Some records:

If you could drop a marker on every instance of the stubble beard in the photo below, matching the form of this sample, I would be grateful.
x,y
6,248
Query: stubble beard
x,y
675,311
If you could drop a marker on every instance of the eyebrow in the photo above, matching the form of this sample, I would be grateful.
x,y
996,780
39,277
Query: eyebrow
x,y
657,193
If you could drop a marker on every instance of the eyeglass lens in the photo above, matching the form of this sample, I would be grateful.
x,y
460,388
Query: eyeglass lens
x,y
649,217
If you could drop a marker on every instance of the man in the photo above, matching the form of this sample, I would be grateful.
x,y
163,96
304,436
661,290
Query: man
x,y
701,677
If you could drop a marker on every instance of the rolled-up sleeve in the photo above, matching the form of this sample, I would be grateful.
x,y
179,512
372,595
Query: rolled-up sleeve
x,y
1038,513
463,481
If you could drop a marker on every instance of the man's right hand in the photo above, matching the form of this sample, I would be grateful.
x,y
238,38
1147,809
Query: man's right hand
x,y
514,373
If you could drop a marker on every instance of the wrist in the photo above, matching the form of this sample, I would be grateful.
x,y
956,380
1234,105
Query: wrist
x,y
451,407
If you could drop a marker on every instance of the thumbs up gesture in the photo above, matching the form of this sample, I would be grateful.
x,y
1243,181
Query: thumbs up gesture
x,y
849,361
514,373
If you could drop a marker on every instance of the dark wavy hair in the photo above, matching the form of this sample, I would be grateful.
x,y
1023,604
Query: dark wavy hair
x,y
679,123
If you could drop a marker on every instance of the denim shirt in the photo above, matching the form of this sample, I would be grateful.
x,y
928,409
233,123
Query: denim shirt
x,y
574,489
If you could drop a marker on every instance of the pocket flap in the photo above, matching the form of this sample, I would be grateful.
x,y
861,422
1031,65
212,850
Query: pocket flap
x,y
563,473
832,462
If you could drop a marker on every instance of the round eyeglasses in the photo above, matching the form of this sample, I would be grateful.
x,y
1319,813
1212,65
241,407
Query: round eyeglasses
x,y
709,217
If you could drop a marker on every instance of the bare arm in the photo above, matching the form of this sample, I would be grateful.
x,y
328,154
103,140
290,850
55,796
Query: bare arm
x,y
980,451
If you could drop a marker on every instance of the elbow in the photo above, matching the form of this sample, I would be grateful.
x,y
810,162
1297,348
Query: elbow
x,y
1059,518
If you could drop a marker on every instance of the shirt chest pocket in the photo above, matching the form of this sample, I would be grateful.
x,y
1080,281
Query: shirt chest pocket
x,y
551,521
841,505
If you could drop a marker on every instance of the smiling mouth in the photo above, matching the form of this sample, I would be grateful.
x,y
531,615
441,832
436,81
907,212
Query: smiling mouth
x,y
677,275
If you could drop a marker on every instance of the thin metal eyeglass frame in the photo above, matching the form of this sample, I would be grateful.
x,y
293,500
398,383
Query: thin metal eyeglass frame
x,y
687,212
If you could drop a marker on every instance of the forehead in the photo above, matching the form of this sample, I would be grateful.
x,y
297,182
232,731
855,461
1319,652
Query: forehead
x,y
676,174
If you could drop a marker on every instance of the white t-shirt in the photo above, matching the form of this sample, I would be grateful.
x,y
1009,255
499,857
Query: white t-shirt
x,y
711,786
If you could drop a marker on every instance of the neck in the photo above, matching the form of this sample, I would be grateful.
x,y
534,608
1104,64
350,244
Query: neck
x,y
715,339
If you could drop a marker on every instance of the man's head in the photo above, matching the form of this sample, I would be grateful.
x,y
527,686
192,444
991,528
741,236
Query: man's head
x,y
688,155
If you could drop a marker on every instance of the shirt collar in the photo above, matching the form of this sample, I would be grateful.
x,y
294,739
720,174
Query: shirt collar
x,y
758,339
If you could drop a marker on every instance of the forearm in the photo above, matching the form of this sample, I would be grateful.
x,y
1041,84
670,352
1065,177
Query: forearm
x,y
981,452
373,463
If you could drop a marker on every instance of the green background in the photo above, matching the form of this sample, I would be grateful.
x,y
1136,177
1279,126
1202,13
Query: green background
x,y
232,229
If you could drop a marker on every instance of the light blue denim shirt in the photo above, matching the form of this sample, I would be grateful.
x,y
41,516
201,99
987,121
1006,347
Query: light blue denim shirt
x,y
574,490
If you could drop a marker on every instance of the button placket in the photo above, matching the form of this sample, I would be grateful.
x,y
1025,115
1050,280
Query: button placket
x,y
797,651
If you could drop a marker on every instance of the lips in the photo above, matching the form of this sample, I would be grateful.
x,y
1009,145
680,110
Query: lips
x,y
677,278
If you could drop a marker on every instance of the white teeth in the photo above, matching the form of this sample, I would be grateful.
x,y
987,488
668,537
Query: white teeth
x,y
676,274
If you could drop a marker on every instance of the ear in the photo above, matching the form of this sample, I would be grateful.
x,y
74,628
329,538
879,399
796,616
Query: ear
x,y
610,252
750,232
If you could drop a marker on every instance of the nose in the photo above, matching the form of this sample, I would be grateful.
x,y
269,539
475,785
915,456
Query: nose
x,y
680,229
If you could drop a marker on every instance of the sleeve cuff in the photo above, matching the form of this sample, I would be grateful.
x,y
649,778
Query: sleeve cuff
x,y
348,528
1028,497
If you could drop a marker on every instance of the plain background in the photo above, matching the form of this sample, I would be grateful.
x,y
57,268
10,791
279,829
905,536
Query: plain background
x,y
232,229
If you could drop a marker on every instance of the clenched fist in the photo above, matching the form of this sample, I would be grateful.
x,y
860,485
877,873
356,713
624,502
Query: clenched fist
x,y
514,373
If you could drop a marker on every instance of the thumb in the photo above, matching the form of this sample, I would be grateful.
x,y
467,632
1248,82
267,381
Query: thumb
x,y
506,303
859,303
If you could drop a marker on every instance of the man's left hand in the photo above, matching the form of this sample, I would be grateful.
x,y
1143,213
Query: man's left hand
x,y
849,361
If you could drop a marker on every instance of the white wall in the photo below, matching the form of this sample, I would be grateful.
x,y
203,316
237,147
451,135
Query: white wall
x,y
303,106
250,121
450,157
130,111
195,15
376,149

**EXERCISE DIRECTIONS:** Copy each line of the data exactly, leaving nothing out.

**RESULT OF THE EXERCISE:**
If you could drop a marker on every instance of the stubble beard in the photo below, matching the form of this sample, I would be grateful.
x,y
6,248
Query: stubble beard
x,y
675,311
If you could drop a marker on every instance of the eyebrow in the photo above, matching the form of this sample, I would be grateful.
x,y
996,780
39,277
Query: eyebrow
x,y
657,193
If you could drop a marker on every instance of the eyeglass lens in the photo above, matching the form of this sample, I would be grateful.
x,y
460,388
Query: eyeglass lens
x,y
649,217
If you could drop a marker on every instance of the man in the photo above, matching the form of this sample, I would be grateful.
x,y
163,96
304,436
661,290
Query: man
x,y
701,677
If you could drop a marker on every instance of the rolled-up sleeve in the photo above, matching the form of this sample, I would be grateful.
x,y
179,512
372,595
Query: rolled-up sleeve
x,y
1038,513
463,481
If you could drop a marker on every instance of the man's right hand in the photo above, matching the form of this sample, I would be grateful.
x,y
238,38
1147,809
Query: man's right hand
x,y
514,373
If you could drop a marker on every instance of the wrist in the photo above, matching the form of this sample, I would be grateful.
x,y
956,380
1234,105
Query: wrist
x,y
451,407
If you could drop a marker on every instance of the thumbs up gesture in the photo above, matching the form of this sample, I would be grateful.
x,y
1243,181
Query: thumbs up gesture
x,y
849,361
514,373
If you could drop a marker on every instance of the dark wavy hair in the photo above, matching the form of this sample, I would be grateful.
x,y
1023,604
Query: dark wavy hair
x,y
679,123
If you could drop a marker on every instance of the denim shirt in the photo above, matching the form of this sample, I would be grateful.
x,y
928,409
233,123
Query: denim shirt
x,y
574,489
If you could drop a marker on every instance of the pocket flap in the photo above, matching the form of this sample, I would be grateful.
x,y
861,422
1031,65
212,850
Query: pocket flap
x,y
563,473
832,462
If you could drop a marker on every instance of the round eyeglasses in the photo above, matching the form of this sample, I would be grateful.
x,y
1319,813
1212,65
241,407
Query: round eyeglasses
x,y
709,217
If you could drop a marker on every instance of the bare arm in the photo above, matching the form of this sample, I would be grateful.
x,y
328,154
103,140
290,850
55,796
Query: bare arm
x,y
980,451
If you could drop a marker on every instance of the elbow in the photo above, matching the form of this sample, I would be grateful.
x,y
810,162
1297,348
Query: elbow
x,y
1059,518
If you could drop a marker on every instance of the shirt chest pocket in the photo above, matching the form of this sample, I would be grateful.
x,y
1080,281
Query: shirt chest pocket
x,y
551,521
841,505
If you could drop a marker on every instance of the smiling mouth in the photo above, matching the form of this sample, I would be grateful.
x,y
531,615
441,832
436,81
907,212
Query: smiling mouth
x,y
677,275
If you could drop a marker on every instance of the thin metal eyeglass frame in the photo above, matching the form of this sample, I would be grateful.
x,y
293,500
398,383
Query: thin metal eyeglass frame
x,y
687,212
If you could drop a marker on every instance of the forehead in the photo above, matching the form of this sample, I would be grateful.
x,y
297,182
232,731
855,461
1319,652
Query: forehead
x,y
676,174
If you could drop a marker on every instance of the white t-shirt in the photo above, matching the form of this sample, I would be grateful.
x,y
1009,255
499,857
Query: white t-shirt
x,y
711,786
If you could drop a marker on every instance of the neck in the photo above, matching the form of this sample, I would be grateful.
x,y
534,608
1104,64
350,244
Query: neck
x,y
715,339
If you could drop a marker on every instance of the man's head in the photo above, matching the form of this sample, I would be grateful.
x,y
527,686
192,444
991,528
741,236
Query: man's head
x,y
688,155
If you could drop a marker on every instance of the shirt collar in the photo above, matching the form of this sample, I would be grateful.
x,y
294,739
720,174
Query: shirt collar
x,y
758,339
If you could drop a marker on every instance of the forearm in the photo above, matching the form of this sample, I would be grateful.
x,y
1041,84
670,352
1065,177
Query: forearm
x,y
981,452
373,463
If you could drop a marker on every instance of the green background in the photo above, matching the form of this sample, I would be grateful.
x,y
1136,177
1279,126
1202,13
Query: green background
x,y
232,229
If you could drop a marker on every instance of the light blue denim shirt in the photo above, matching the form of this sample, I would be grateful.
x,y
41,516
201,99
987,121
1006,347
Query: light blue denim shirt
x,y
574,490
If you could drop a marker on every instance of the button placket in the photo above, matching the form of this sample, I would be grateful.
x,y
1025,115
1050,280
Query: button placket
x,y
797,651
If you could drop a marker on every instance of the lips in the photo above, matching the form of this sample, I would be grateful.
x,y
1009,145
680,110
Query: lips
x,y
677,278
If you could drop a marker on every instance of the white teeth in the photo above, matching the form of this sample, I would be grateful.
x,y
987,488
668,537
Query: white teeth
x,y
676,274
If you could drop a marker on every instance of the ear in the photo above, matching the form of this sample, I would be grateful.
x,y
74,628
329,538
879,399
796,616
Query: ear
x,y
610,252
750,232
If you could drop a marker on every instance of the nose in the photo above, matching the form of this sample, I would be grateful.
x,y
269,539
475,785
915,456
Query: nose
x,y
680,229
If you could drop a marker on every instance of the sleeve cuff in the photo above, matching the form of this sample, I would be grateful.
x,y
649,778
Query: sleeve cuff
x,y
348,528
1028,497
If you could drop a marker on every instance of the plain background in the photo above, matching the form of this sample, I would be grateful.
x,y
57,268
10,791
279,829
905,536
Query: plain background
x,y
232,229
If you could drop a marker on every instance of the clenched fist in the photo above, matching the form of this sample, I would be grateful.
x,y
860,485
877,873
356,713
624,502
Query: clenched fist
x,y
514,373
If you could drop a marker on every instance of the thumb in the photo above, matching the form of this sample, I would be grateful.
x,y
467,632
1248,82
267,381
Query: thumb
x,y
506,303
859,303
If you could drop a marker on every instance of the man's left hand in the photo above, matching the form of this sample, I would be grateful.
x,y
1143,213
Query: man's left hand
x,y
849,361
If you could drop a marker on every instance of the white wall in the photo below, matching the form of this sample, I would be grateful.
x,y
203,316
237,147
451,135
Query: white wall
x,y
303,106
250,121
450,157
130,111
195,15
376,149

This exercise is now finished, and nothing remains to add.